#### Written tasks:
(a) Name every artist the Mondrian article below mentions by name.
(b) Quote the part of the Mondrian article below, starting with "Piet Mondrian - Art" and going on through "appearance and nature.".

#### Text segment:
***

Piet Mondrian - Art from the Spiritual Realm

There are few artists that can be considered to have the same level of importance in the 20th century than Piet Mondrian. Many of Mondrian’s images have become synonymous with our understanding of Modernist Art, and in many ways, he is the perfect example of the modern artist, due to his utopian ideals and abstracted form.

For many, Mondrian is most notably remembered for being a leading figure in the Modernist fight towards abstraction, a form determined to discard the need for representation and narrative in painting, to achieve an art that communicates on a plane beyond our conventional conceptions of reality, one that is determined to discover the truth behind visual appearance and nature.

Seated portrait of Piet Mondrian, Paris, France c.1926 (b/w photo) / Private Collection / Prismatic Pictures / Bridgeman Images

‘I want to come as close as possible to the truth and abstract everything from that, until I reach the foundation (still just an external foundation!) of things…’

Born in the Netherlands, Mondrian developed an interest in art from a young age and grew up to study at the academy for fine art in Amsterdam. Here he worked in a naturalistic and realistic style, alike the other post-impressionists of the period. In these early years his subjects consisted of landscapes populated with pastoral imagery depicted using a mix of earthly colours.

Piet Mondrian, (1872-1944), Windmill in the Gein, c.1906-07 (oil on canvas), / Private Collection / Bridgeman Images

In the first ten years after the fin de siècle we witness a shift in Mondrian’s palette which changes to predominantly include primary colours and the subjects form begins to be less identifiable, gradually becoming more consumed by the thick brushstrokes and their vibrant colours.

Piet Mondrian, Church of Eglise de Zoutelande, 1910 (oil on canvas), / Private Collection / Photo © Christie's Images / © Mondrian/Holtzman Trust / Bridgeman Images

The first major revolution in Mondrian’s style came in 1911 after witnessing the works of prominent cubists Picasso and Braque at the Moderne Kunstkring exhibition in Amsterdam. Following this and his move to Paris, Mondrian’s paintings began to be more fragmented, as they were extinct of any identifiable subject matter and the picture plane was split up into an array of quadrilateral segments.

***

#### Provided material:
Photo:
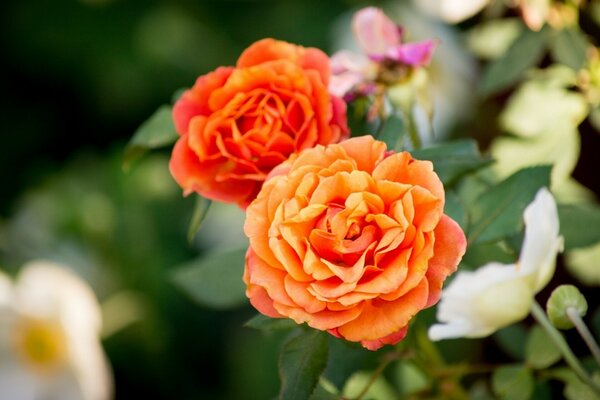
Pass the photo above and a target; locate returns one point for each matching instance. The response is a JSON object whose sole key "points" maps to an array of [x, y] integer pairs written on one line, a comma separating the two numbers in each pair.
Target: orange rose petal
{"points": [[417, 268], [261, 301], [194, 176], [392, 276], [450, 245], [380, 318], [300, 295], [323, 320], [391, 191], [401, 167], [195, 101], [271, 279], [366, 151], [392, 339], [428, 209], [354, 298], [392, 238], [289, 259], [314, 266], [330, 289]]}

***

#### Problem solutions:
(a) Piet Mondrian, Picasso, Braque

(b)
Piet Mondrian - Art from the Spiritual Realm

There are few artists that can be considered to have the same level of importance in the 20th century than Piet Mondrian. Many of Mondrian’s images have become synonymous with our understanding of Modernist Art, and in many ways, he is the perfect example of the modern artist, due to his utopian ideals and abstracted form.

For many, Mondrian is most notably remembered for being a leading figure in the Modernist fight towards abstraction, a form determined to discard the need for representation and narrative in painting, to achieve an art that communicates on a plane beyond our conventional conceptions of reality, one that is determined to discover the truth behind visual appearance and nature.